Selected extract>

------------

What should I do this summer?
December 9, 2009 12:31 AM   Subscribe

What are some life-changing things I, as an art student, can spend my summer doing?

Here's a little background before I get to my real question.

I'm a 19 year old, gay male student double majoring in Art Education and Studio Art at the University of Central Florida. I'm finishing my sophomore year this semester. After growing increasingly frustrated with the college grind, I want to make some changes! I don't like the fact that I have to have a degree to do what I want to do. What do I want to do? I want to design avant-garde clothing and performances. (e.g. Lady Gaga, Of Montreal, and the Cremaster Cycle by Matthew Barney) Instead of dropping out of school, which I know isn't a very good idea, I just want to develop the parts of my life not directly related to school. I'm considering dropping the Art Education major, because while I want love to teach, I don't think my school's College of Education is right for me. Next semester I'm taking a minimum number of classes (12 credit hours) instead of my typical 15-17, so I'll have more time to create work that my current schedule doesn't allow.

------------

Brief A>
How many credit hours does the writer of the summer-plans post plan to take next semester?

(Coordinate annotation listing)
------------

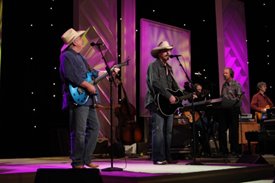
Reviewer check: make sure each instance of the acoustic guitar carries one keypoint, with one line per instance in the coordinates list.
(259, 115)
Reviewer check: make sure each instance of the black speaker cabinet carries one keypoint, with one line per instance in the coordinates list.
(252, 159)
(45, 175)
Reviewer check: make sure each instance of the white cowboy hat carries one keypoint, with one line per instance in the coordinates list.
(164, 45)
(69, 36)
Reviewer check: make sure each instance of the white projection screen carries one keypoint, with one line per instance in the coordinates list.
(152, 33)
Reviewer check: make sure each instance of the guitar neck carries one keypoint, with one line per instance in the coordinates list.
(111, 70)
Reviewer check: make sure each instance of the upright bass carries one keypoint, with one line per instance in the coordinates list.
(129, 131)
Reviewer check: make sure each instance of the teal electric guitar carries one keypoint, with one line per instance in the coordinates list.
(80, 95)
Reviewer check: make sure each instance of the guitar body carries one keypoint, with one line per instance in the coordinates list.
(259, 115)
(80, 95)
(165, 107)
(189, 116)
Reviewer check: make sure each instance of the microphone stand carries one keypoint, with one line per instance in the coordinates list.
(111, 80)
(194, 152)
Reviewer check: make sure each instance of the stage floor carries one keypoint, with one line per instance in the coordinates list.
(141, 169)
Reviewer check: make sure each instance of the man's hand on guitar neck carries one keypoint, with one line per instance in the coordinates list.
(173, 99)
(89, 87)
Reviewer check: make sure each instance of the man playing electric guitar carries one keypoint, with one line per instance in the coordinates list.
(261, 102)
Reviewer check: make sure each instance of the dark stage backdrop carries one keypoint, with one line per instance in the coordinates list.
(31, 121)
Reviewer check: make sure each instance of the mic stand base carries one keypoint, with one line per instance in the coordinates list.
(194, 162)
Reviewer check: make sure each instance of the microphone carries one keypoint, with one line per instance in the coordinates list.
(96, 44)
(172, 56)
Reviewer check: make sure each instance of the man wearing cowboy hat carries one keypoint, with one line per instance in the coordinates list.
(83, 119)
(159, 78)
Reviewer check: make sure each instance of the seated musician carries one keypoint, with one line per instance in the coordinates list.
(261, 102)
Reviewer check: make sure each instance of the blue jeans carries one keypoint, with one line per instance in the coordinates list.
(84, 130)
(161, 137)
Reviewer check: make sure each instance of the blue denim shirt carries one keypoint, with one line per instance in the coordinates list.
(73, 70)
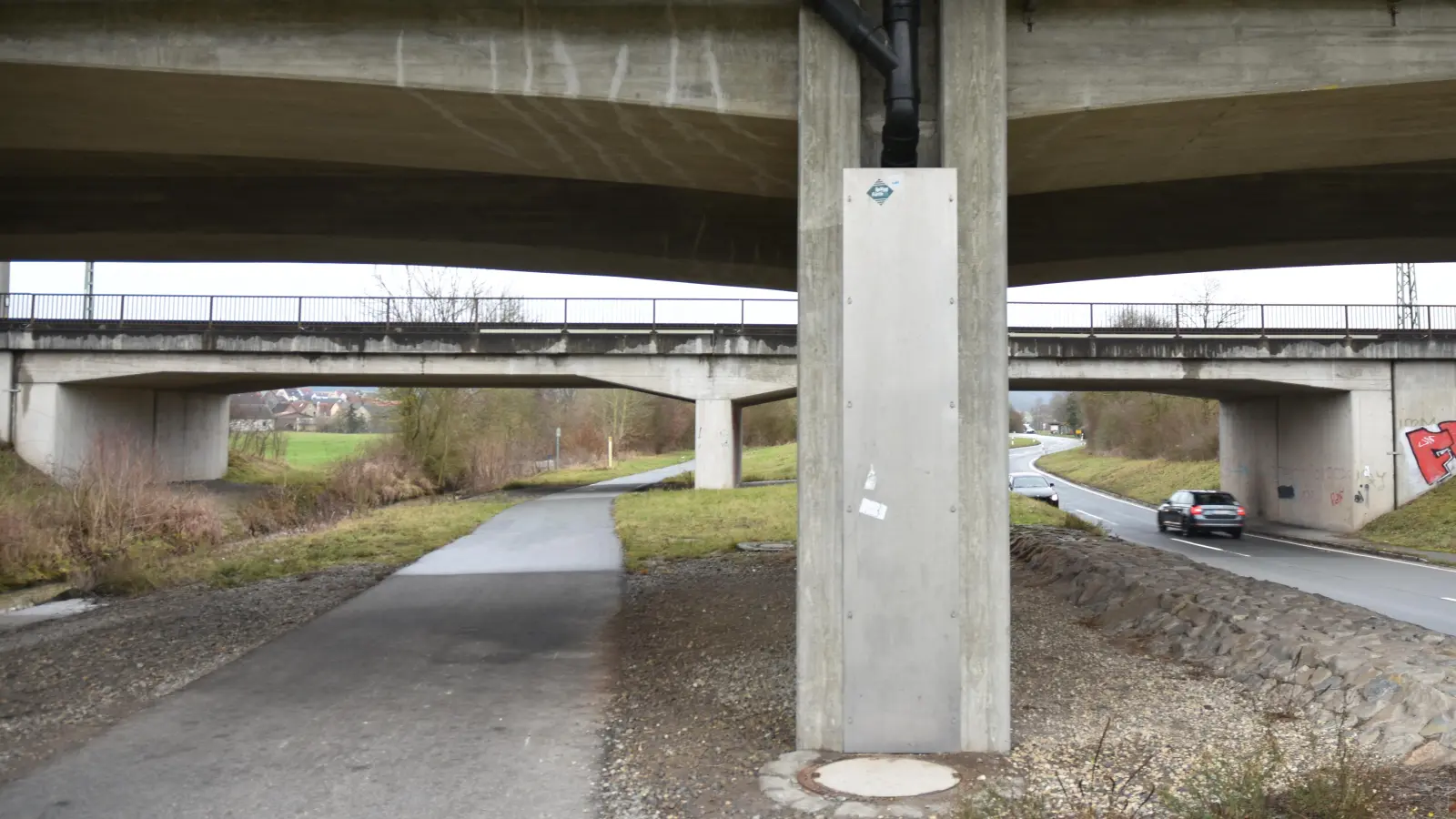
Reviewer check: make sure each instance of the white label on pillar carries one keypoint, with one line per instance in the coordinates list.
(873, 509)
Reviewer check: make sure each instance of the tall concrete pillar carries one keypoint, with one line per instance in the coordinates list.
(973, 133)
(718, 445)
(836, 673)
(829, 143)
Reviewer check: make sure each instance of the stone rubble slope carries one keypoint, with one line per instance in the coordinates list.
(1392, 682)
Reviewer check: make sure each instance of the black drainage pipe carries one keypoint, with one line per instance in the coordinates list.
(902, 133)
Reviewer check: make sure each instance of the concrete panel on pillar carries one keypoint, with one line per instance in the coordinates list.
(718, 445)
(902, 462)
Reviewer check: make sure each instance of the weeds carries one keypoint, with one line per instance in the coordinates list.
(1346, 783)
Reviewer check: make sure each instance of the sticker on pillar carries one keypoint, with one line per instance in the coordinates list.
(880, 191)
(873, 509)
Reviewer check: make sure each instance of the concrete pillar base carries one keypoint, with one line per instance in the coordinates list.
(58, 429)
(720, 445)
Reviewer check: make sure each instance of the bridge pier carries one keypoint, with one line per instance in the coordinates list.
(967, 707)
(58, 429)
(718, 445)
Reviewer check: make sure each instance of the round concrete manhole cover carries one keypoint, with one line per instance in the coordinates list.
(880, 777)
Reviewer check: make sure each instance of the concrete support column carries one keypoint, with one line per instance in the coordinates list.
(6, 397)
(829, 143)
(973, 133)
(718, 445)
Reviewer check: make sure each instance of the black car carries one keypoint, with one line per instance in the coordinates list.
(1201, 511)
(1034, 486)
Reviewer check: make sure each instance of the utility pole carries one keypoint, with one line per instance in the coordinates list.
(91, 290)
(1407, 314)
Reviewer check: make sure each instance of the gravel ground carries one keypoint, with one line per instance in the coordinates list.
(67, 680)
(706, 695)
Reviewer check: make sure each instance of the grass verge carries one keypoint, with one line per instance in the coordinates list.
(759, 464)
(1149, 481)
(590, 474)
(674, 525)
(385, 537)
(1427, 522)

------------

Brief B>
Copy the stretch of the listing from the line containing "Reviewer check: make sure each instance of the stone" through the end of the listing.

Task answer A>
A minimum of 12 credit hours.

Task answer B>
Reviewer check: make sure each instance of the stone rubble slope carries one keypoint, with one line per instance in the coordinates list.
(1392, 682)
Reviewer check: make sure each instance of the black drainage pipe carries one keypoint, with one line per instance in the coordinates list.
(902, 133)
Reviewer check: make sure each instance of the concrete panel on pillar carries one keypoint, with one line per instance in the coordinates list.
(718, 445)
(902, 462)
Reviewer check: make sure each instance of the weeds carries one keypoint, with one line per instance in the coordinates list.
(1346, 783)
Reviewer check: make sure each instance of the sticker on pillar carries one keypoint, with one line per instance in the coordinates list.
(880, 191)
(873, 509)
Reviewer check: make sure each instance of the concrete pillar base carries one keypoint, with one line per instance in the coordinates list.
(58, 429)
(720, 445)
Reviewer check: make sure each instance of the bridge pier carries one keypoint, with one line per instance in the coordinates list.
(967, 707)
(58, 429)
(718, 445)
Reviewer check: make sure each instance of the round concrete manhole cover carries one keypoint, with one line per instance in the coordinates list.
(880, 777)
Reviewer check: make sure each instance of the concrete support column carries one keypoint, with one line per instance in the coordinates list.
(6, 397)
(829, 143)
(973, 133)
(718, 445)
Reviewer check: make sure each instance of the black car carries one keypoint, with one line per instance in the coordinates list.
(1201, 511)
(1034, 486)
Reviewer check: make sure each instance of the utility pole carries one keypoint, with one line per instance in the coordinates list.
(91, 290)
(1407, 314)
Reviewer check: make sure each instance of the gravel ground carries one keypoint, with one line per instance in the coordinates list.
(67, 680)
(706, 695)
Reviewer check: make sure each instance of the grass verge carries one keypoint, with one line per instance in the coordinates list.
(759, 464)
(1149, 481)
(590, 474)
(674, 525)
(385, 537)
(1427, 522)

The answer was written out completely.